(DIRECTION): Turn the rows below into a Markdown table with two columns, No and Line, giving each line its own number and skipping blank lines. Leave the pictures out.

(MATERIAL FOR THIS TASK):

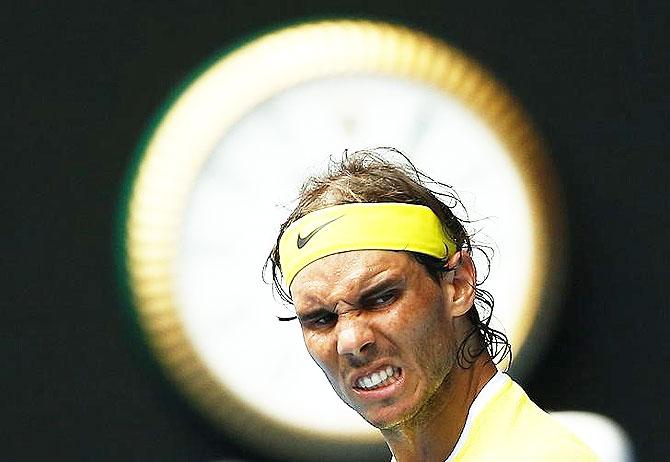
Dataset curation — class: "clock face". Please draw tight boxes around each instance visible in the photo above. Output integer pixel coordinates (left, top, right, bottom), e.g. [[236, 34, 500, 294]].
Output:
[[124, 21, 561, 460]]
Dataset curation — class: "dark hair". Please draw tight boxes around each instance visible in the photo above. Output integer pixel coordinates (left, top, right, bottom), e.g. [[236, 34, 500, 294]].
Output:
[[263, 147, 512, 367]]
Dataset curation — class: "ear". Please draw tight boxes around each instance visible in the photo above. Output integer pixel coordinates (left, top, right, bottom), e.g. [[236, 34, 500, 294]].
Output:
[[440, 250, 477, 317]]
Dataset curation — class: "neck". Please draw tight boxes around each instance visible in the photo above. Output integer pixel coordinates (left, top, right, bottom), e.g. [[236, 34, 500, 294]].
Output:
[[382, 353, 496, 462]]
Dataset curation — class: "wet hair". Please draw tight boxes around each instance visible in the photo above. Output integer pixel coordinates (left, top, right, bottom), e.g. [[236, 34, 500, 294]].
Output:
[[263, 147, 512, 368]]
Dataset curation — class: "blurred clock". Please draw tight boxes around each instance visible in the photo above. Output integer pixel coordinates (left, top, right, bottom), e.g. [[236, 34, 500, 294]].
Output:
[[123, 20, 564, 461]]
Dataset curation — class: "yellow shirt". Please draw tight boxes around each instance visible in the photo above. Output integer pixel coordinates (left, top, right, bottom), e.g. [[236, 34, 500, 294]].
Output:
[[392, 372, 600, 462]]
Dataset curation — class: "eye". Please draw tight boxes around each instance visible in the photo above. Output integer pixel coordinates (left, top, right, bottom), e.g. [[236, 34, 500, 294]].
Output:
[[309, 313, 337, 328]]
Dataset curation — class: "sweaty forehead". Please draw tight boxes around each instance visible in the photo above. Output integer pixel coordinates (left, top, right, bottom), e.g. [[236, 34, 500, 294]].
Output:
[[291, 250, 418, 307]]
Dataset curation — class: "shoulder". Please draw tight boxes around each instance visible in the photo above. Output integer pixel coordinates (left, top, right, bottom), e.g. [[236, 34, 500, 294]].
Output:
[[458, 377, 599, 462]]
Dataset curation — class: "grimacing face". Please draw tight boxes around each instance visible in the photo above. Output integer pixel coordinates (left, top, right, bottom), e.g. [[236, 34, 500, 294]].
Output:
[[291, 250, 469, 429]]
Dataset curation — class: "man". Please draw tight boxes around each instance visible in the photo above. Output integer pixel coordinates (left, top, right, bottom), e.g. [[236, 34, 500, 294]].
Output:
[[269, 149, 597, 462]]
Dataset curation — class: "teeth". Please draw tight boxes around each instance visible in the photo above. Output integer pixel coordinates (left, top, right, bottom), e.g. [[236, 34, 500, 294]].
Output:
[[356, 366, 400, 390]]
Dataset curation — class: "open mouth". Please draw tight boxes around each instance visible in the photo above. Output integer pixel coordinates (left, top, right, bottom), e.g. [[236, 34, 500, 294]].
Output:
[[354, 366, 401, 391]]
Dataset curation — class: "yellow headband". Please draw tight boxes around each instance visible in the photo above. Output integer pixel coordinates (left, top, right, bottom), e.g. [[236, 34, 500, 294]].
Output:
[[279, 202, 456, 287]]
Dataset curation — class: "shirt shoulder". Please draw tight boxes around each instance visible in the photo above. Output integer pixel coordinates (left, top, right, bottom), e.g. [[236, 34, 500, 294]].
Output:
[[454, 377, 600, 462]]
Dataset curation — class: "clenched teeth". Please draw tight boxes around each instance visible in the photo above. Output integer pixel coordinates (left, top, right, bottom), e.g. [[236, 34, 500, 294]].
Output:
[[356, 366, 400, 390]]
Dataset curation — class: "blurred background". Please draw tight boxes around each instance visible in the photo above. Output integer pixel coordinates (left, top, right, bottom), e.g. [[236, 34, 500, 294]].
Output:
[[5, 1, 670, 461]]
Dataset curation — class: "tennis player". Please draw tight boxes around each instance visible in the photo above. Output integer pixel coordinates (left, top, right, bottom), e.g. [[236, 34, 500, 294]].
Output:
[[268, 148, 598, 462]]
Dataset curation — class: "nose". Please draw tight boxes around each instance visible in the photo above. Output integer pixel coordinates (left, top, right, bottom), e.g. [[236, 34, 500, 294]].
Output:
[[337, 313, 374, 356]]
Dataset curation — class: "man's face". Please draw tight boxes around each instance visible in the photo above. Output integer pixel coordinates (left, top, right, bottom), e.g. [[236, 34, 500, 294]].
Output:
[[291, 250, 456, 428]]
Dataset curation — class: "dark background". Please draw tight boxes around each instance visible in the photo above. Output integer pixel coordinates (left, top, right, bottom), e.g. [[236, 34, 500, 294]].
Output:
[[0, 1, 670, 461]]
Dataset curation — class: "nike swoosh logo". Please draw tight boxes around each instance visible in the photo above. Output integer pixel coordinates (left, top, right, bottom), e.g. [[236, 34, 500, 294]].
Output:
[[296, 215, 344, 249]]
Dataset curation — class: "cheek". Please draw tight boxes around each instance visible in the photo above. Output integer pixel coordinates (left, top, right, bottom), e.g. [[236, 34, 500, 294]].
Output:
[[302, 332, 333, 374]]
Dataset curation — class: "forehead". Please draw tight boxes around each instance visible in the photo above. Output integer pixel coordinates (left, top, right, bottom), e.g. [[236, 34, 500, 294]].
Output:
[[291, 250, 421, 307]]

(REPLY TO THE EXERCISE):
| No | Line |
|---|---|
| 1 | Dataset curation — class: "clock face". Please draw tight boxes around each instance visible in the photo above. Output integer pixel coordinates (left, top, right, bottom), e.g. [[236, 34, 500, 294]]. |
| 2 | Output: |
| 3 | [[124, 21, 561, 460]] |
| 4 | Dataset curation — class: "dark hair". Please draw tight boxes around each instance visible in the photo above. Output integer pixel coordinates (left, top, right, bottom), e.g. [[236, 34, 500, 294]]. |
| 5 | Output: |
| 6 | [[263, 147, 512, 367]] |
| 7 | Dataset curation — class: "ear". Please draw tight boxes around each instance visible in the photo above. Output integer pixel coordinates (left, top, right, bottom), e.g. [[236, 34, 500, 294]]. |
| 8 | Output: |
| 9 | [[440, 250, 477, 317]] |
| 10 | Dataset curation — class: "neck". Please draw tight boxes around each instance visible in the photo above. Output integer pixel coordinates (left, top, right, bottom), e.g. [[236, 34, 500, 294]]. |
| 11 | Output: |
| 12 | [[382, 353, 496, 462]] |
| 13 | Dataset curation — class: "wet hair". Please draw tight boxes around each instance visible in the photo above. Output integer pixel coordinates (left, top, right, bottom), e.g. [[236, 34, 500, 294]]. |
| 14 | Output: |
| 15 | [[263, 147, 512, 368]] |
| 16 | Dataset curation — class: "blurred clock". Please draw tight boxes around each instance visible in the photo above. Output integer pixel coordinates (left, top, right, bottom), e.g. [[236, 34, 500, 294]]. |
| 17 | Output: |
| 18 | [[123, 20, 564, 461]] |
| 19 | Dataset curation — class: "yellow shirt". Please draw tight boxes around each instance visible in the photo above. Output integer pixel coordinates (left, top, right, bottom), e.g. [[236, 34, 500, 294]]. |
| 20 | Output: |
| 21 | [[392, 372, 600, 462]] |
| 22 | Dataset curation — class: "eye". Please draw tight boxes around each instance visible in the photo above. Output integer pixel coordinates (left, top, right, bottom), e.g. [[236, 34, 500, 294]]. |
| 23 | Output: |
| 24 | [[309, 313, 337, 328]] |
| 25 | Dataset curation — class: "sweaty forehead". Please draw tight boxes around each instance visible in the photo above. Output integer pixel coordinates (left, top, right, bottom), e.g. [[236, 34, 500, 294]]. |
| 26 | Output: |
| 27 | [[291, 250, 418, 307]] |
| 28 | Dataset curation — class: "shoulder". Please draw tight boxes around each instance visible in the photo above. Output integer pixel coordinates (left, top, right, bottom), e.g. [[236, 34, 500, 294]]. |
| 29 | Output: |
| 30 | [[458, 377, 599, 462]] |
| 31 | Dataset curation — class: "grimacing face". Please draw tight boxes around each instance visible in the photo above. Output integer pixel coordinates (left, top, right, bottom), e.g. [[236, 34, 500, 294]]. |
| 32 | Output: |
| 33 | [[291, 250, 469, 429]] |
| 34 | Dataset curation — class: "man". Please draw tight boxes around each instance visible in the photo above. Output integer pixel coordinates (left, top, right, bottom), e.g. [[236, 34, 500, 294]]. |
| 35 | Output: |
| 36 | [[269, 149, 597, 462]] |
| 37 | Dataset curation — class: "teeth". Please draw tight boxes around each instance visible in the photo above. Output integer pixel coordinates (left, top, right, bottom), e.g. [[236, 34, 500, 294]]. |
| 38 | Output: |
| 39 | [[356, 366, 400, 390]] |
| 40 | Dataset curation — class: "open mouth". Please draw tight boxes around each instance visible in the photo above. Output integer pixel coordinates (left, top, right, bottom), e.g. [[236, 34, 500, 294]]. |
| 41 | Output: |
| 42 | [[354, 366, 401, 391]] |
| 43 | Dataset curation — class: "yellow headband". Please draw tight boxes around each instance visible in the photo above. Output integer pixel coordinates (left, top, right, bottom), e.g. [[236, 34, 500, 294]]. |
| 44 | Output: |
| 45 | [[279, 202, 456, 287]] |
| 46 | Dataset curation — class: "shirt shoulder". Please draw tight boxes around each instance visible in the photo above. Output integer pixel coordinates (left, top, right, bottom), e.g. [[236, 34, 500, 294]]. |
| 47 | Output: |
| 48 | [[454, 377, 600, 462]] |
| 49 | Dataset curation — class: "clenched teeth". Please draw tight boxes around each instance visible in the photo above. Output integer pixel coordinates (left, top, right, bottom), e.g. [[236, 34, 500, 294]]. |
| 50 | Output: |
| 51 | [[356, 366, 400, 390]] |
| 52 | Dataset curation — class: "blurred background". Please draw tight boxes around each instance visible in the photo above. Output integer pixel coordinates (left, top, right, bottom), e.g. [[236, 34, 500, 294]]. |
| 53 | Output: |
| 54 | [[5, 1, 670, 461]] |
| 55 | Dataset curation — class: "tennis player". Please draw tight boxes around each instance visible in the photo above. Output integer pixel coordinates (left, top, right, bottom), e.g. [[236, 34, 500, 294]]. |
| 56 | Output: |
| 57 | [[268, 148, 598, 462]] |
| 58 | Dataset curation — class: "nose". Please draw tight boxes around each instance visible in the photo above. Output integer pixel coordinates (left, top, right, bottom), e.g. [[236, 34, 500, 294]]. |
| 59 | Output: |
| 60 | [[337, 313, 374, 356]] |
| 61 | Dataset curation — class: "man's face". Please draw tight boxes around each instance visible in the photo above. Output integer pixel coordinates (left, top, right, bottom), e.g. [[236, 34, 500, 294]]. |
| 62 | Output: |
| 63 | [[291, 250, 456, 428]] |
| 64 | Dataset curation — class: "dark background". Please draw tight boxes around each instance visible in the photo above. Output integer pixel coordinates (left, top, right, bottom), e.g. [[236, 34, 500, 294]]. |
| 65 | Output: |
| 66 | [[0, 1, 670, 461]] |
| 67 | Dataset curation — class: "nike swoosh logo". Please draw tight boxes around each instance visible in the photo above. Output integer pixel coordinates (left, top, right, bottom), e.g. [[236, 34, 500, 294]]. |
| 68 | Output: |
| 69 | [[296, 215, 344, 249]] |
| 70 | Dataset curation — class: "cheek". Please draw tight boxes around each instance visible in the photo above. Output integer pixel coordinates (left, top, right, bottom), e.g. [[236, 34, 500, 294]]. |
| 71 | Output: |
| 72 | [[302, 332, 333, 374]] |
| 73 | Dataset curation — class: "forehead". Please draw tight boxes around each instance visible in the photo above. Output integer pixel coordinates (left, top, right, bottom), e.g. [[236, 34, 500, 294]]. |
| 74 | Output: |
| 75 | [[291, 250, 421, 307]] |